I haven’t been on a bb before and I don’t feel I’m navigating in here very well, but I’m eager to get my story out there and to see if any of you can give me advise, encouragement, and insights.
My immediate story started 2 months ago. My W told me she loved me but was not ‘in love’ with me. She had met someone else, but had not physically met with him. It was her old HS first love who lived in another state. She said she couldn’t stand to stay at home and she was leaving to be with him. I more or less begged her to give me time, to go to counseling that I would change. She was resolved to leave.
She left a few days later. She told me that she had been miserable for about 8 years and that she had been thinking of leaving before her old flame contacted her.
The day before she left, my wife and I sat with the kids and told them mom was leaving. We told them that she would always be their mom and that we loved them and it wasn’t their fault. They took it better than I did.
I got on line, found DB, and was desperate to do something to save my M. I bought the DB book and started reading. I called soon after and made an appointment with a counselor.
For the next month, sent my wife a few emails concerning financial matters. She called the kids almost daily. I was amazed at how well I picked up the slack and ran the household and took care of the kids. By the 3rd week, I was starting to recover. Because she hadn’t communicated with me, and because I was afraid she would try to take the kids, especially after her mother told me she might, I contacted a lawyer.

> **Supplied records**:
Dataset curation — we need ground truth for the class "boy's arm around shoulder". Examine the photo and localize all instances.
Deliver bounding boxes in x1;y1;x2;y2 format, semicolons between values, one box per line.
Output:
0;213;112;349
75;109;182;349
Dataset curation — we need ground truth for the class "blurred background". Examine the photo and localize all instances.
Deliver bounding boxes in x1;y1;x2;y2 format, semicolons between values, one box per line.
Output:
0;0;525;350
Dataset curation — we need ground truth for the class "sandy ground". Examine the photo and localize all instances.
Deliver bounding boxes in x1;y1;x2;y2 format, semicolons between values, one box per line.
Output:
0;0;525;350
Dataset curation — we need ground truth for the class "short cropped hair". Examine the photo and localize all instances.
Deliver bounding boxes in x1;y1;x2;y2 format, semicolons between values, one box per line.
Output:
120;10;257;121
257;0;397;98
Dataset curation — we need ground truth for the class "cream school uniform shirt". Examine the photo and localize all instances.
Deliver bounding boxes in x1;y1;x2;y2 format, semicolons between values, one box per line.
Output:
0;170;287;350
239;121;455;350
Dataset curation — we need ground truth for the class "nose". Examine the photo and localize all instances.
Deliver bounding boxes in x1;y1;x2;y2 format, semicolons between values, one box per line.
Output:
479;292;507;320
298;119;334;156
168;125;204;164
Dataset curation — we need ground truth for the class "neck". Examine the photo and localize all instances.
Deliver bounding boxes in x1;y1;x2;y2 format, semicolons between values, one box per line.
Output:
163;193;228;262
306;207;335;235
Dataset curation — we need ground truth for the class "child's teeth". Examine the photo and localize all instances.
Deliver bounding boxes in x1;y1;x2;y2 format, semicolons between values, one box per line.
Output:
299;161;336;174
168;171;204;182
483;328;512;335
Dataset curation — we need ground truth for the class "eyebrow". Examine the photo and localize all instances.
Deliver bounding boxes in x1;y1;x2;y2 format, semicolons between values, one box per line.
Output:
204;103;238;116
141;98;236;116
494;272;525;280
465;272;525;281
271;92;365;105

> **Actions to take**:
a - In the forum post about the wife who left, translate this sentence into Spanish: "We told them that she would always be their mom and that we loved them and it wasn’t their fault."
b - Return the part of the forum post about the wife who left that runs between "She left a few" and "than I did.", inclusive.
c - Write the next part of the forum post about the wife who left, picking up after its last sentence.

> **Results by task**:
a - Les dijimos que ella siempre sería su mamá, que los queríamos y que no era culpa de ellos.

b -
She left a few days later. She told me that she had been miserable for about 8 years and that she had been thinking of leaving before her old flame contacted her.
The day before she left, my wife and I sat with the kids and told them mom was leaving. We told them that she would always be their mom and that we loved them and it wasn’t their fault. They took it better than I did.

c -
I was in the lawyer’s office when my W called me. She asked if she could come back. I said yes, if she gave up the OM and agreed to work on the M/R.
So she was gone for a month. Now she has been back for a month. We have started counseling. Things are better than I think I have a right to hope for, but so very hard. She is still in love with the OM and trying to decide what she wants. I feel all my efforts are wasted until she decides. I know I have to be patient. I’m trying to work on myself and goals while I’m waiting. But it seems so hard and painful to be so close to her and so far apart.
Like most stories, there is much more to this, but I’m trying to keep it short.
Any comments? Any ideas? Do I have a chance?